» **What is being asked**: Your reply is to be the lines below, exactly as written, with images omitted.
Data for review: Begin
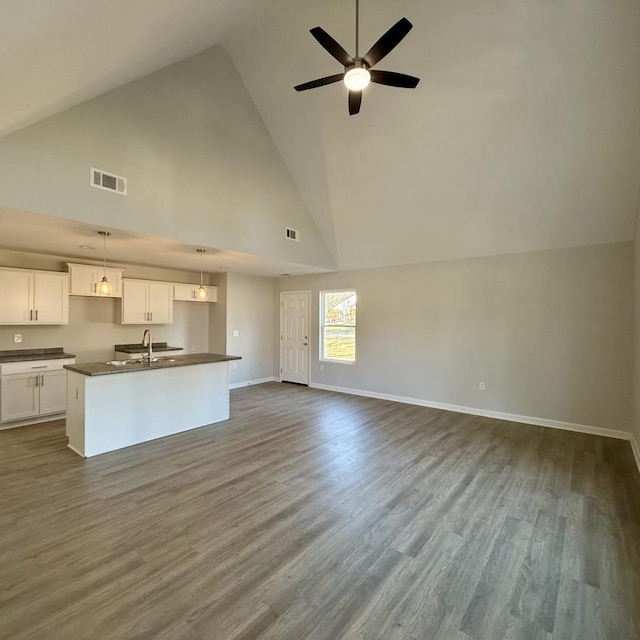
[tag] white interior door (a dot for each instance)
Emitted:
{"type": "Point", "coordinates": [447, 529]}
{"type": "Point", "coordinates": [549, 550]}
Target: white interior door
{"type": "Point", "coordinates": [294, 336]}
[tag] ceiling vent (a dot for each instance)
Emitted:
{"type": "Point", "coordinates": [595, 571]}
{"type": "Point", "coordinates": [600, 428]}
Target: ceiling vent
{"type": "Point", "coordinates": [108, 181]}
{"type": "Point", "coordinates": [293, 234]}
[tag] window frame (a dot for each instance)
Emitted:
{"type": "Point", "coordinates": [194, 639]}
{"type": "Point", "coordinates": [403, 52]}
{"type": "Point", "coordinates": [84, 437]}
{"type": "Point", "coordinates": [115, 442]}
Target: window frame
{"type": "Point", "coordinates": [321, 325]}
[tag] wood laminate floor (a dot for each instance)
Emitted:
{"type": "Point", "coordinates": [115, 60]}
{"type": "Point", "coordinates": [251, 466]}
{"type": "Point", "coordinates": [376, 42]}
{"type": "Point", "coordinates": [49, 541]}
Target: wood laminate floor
{"type": "Point", "coordinates": [313, 515]}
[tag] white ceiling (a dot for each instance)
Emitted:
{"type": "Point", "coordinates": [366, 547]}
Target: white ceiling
{"type": "Point", "coordinates": [46, 235]}
{"type": "Point", "coordinates": [524, 133]}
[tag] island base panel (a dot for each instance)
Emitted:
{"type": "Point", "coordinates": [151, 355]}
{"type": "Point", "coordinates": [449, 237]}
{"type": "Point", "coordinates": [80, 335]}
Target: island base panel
{"type": "Point", "coordinates": [111, 412]}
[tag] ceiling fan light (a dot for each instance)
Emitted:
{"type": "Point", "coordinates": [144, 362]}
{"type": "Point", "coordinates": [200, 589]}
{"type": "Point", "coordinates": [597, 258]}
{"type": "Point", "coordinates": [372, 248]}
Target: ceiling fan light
{"type": "Point", "coordinates": [357, 79]}
{"type": "Point", "coordinates": [104, 287]}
Data for review: End
» **Task output**:
[tag] white interior door (a dot for each instance)
Emitted:
{"type": "Point", "coordinates": [447, 529]}
{"type": "Point", "coordinates": [549, 550]}
Target: white interior door
{"type": "Point", "coordinates": [294, 336]}
[tag] ceiling vent (a dot for each instance)
Emitted:
{"type": "Point", "coordinates": [595, 571]}
{"type": "Point", "coordinates": [600, 428]}
Target: ceiling vent
{"type": "Point", "coordinates": [108, 181]}
{"type": "Point", "coordinates": [293, 234]}
[tag] window frame (a dot for each instance)
Emitted:
{"type": "Point", "coordinates": [194, 639]}
{"type": "Point", "coordinates": [403, 52]}
{"type": "Point", "coordinates": [84, 437]}
{"type": "Point", "coordinates": [115, 442]}
Target: window frame
{"type": "Point", "coordinates": [321, 325]}
[tag] wood laminate floor (a dot for each instance)
Emitted:
{"type": "Point", "coordinates": [115, 60]}
{"type": "Point", "coordinates": [251, 466]}
{"type": "Point", "coordinates": [376, 42]}
{"type": "Point", "coordinates": [49, 541]}
Target: wood laminate floor
{"type": "Point", "coordinates": [313, 515]}
[tag] white ceiling (a dot for each instance)
Emitted:
{"type": "Point", "coordinates": [366, 547]}
Target: white ceiling
{"type": "Point", "coordinates": [46, 235]}
{"type": "Point", "coordinates": [524, 133]}
[tag] island base panel (a dot for each instance)
Emitted:
{"type": "Point", "coordinates": [151, 355]}
{"type": "Point", "coordinates": [449, 237]}
{"type": "Point", "coordinates": [80, 335]}
Target: island base panel
{"type": "Point", "coordinates": [111, 412]}
[tag] ceiling fan light (a dot for each instance)
Emitted:
{"type": "Point", "coordinates": [144, 362]}
{"type": "Point", "coordinates": [200, 589]}
{"type": "Point", "coordinates": [597, 258]}
{"type": "Point", "coordinates": [372, 248]}
Target: ceiling fan light
{"type": "Point", "coordinates": [357, 79]}
{"type": "Point", "coordinates": [104, 287]}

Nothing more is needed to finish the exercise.